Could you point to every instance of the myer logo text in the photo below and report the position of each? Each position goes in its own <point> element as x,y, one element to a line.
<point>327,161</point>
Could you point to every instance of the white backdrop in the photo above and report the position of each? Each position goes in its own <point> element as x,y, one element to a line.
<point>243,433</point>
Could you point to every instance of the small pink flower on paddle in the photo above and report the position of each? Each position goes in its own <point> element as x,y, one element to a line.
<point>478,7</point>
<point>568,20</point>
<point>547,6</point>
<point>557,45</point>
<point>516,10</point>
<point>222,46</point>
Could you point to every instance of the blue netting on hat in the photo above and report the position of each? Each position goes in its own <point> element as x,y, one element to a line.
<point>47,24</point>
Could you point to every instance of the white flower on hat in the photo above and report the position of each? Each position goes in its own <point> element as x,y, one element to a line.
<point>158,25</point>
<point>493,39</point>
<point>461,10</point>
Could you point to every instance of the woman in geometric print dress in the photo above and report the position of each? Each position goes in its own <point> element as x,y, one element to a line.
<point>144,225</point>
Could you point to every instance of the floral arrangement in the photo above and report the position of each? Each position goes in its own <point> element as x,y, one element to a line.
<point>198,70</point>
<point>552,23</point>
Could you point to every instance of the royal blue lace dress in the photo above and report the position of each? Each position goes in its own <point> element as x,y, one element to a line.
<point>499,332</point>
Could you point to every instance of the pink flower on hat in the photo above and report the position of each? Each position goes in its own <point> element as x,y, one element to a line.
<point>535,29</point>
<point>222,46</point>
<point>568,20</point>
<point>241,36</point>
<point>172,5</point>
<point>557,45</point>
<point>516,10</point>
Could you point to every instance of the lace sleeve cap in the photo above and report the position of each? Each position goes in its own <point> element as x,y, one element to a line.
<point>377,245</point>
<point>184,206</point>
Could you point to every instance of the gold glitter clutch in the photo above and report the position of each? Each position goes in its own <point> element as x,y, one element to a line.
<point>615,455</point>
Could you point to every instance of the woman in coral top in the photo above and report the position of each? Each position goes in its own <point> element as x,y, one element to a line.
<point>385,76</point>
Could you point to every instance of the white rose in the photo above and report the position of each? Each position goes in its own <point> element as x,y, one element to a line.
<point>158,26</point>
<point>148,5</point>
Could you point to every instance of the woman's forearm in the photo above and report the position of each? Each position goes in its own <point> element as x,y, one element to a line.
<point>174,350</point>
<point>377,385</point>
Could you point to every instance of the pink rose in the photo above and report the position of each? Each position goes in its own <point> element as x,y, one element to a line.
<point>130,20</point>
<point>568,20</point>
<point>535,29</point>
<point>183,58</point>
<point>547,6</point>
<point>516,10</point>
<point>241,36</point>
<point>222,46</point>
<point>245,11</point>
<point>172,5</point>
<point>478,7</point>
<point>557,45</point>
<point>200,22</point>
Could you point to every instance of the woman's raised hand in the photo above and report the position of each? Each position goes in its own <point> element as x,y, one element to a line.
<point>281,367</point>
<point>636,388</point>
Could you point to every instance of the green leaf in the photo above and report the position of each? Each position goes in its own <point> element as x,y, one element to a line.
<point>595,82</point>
☆ ☆ ☆ ☆
▶ **What is expected**
Convert the listing, from its first line through the line holding "<point>327,161</point>" inclusive, into a Markdown table with the columns Row and Text. Number each line and leave out blank lines.

▶ **Worked solution**
| Row | Text |
|---|---|
| 1 | Could you point to every instance of the myer logo text in the photo below and report the position of each? Each position goes in its own <point> element as x,y, one element to a line. |
| 2 | <point>327,161</point> |